Stated goal:
Can you format the lines below as a Markdown table with a "No." column for the row number and a "Text" column for the line, leaving out any blank lines?

Data:
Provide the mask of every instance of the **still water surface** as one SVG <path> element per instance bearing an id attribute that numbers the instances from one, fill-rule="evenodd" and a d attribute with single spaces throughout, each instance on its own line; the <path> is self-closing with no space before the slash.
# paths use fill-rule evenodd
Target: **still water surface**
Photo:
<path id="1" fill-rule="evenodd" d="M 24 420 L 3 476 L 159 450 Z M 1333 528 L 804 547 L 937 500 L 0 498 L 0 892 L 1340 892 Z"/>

Response to this task:
| No. | Text |
|---|---|
| 1 | Provide the mask of every instance of the **still water surface** as one SVG <path> element per instance bearing an id attribute that numbers the instances from one, fill-rule="evenodd" and a d attribute with single spaces throughout, each instance on its own line; the <path> is self-closing with no space before the slash. |
| 2 | # paths use fill-rule evenodd |
| 3 | Target: **still water surface** |
| 4 | Photo: |
| 5 | <path id="1" fill-rule="evenodd" d="M 24 420 L 3 476 L 159 450 Z M 1333 528 L 804 547 L 937 500 L 0 498 L 0 892 L 1340 892 Z"/> |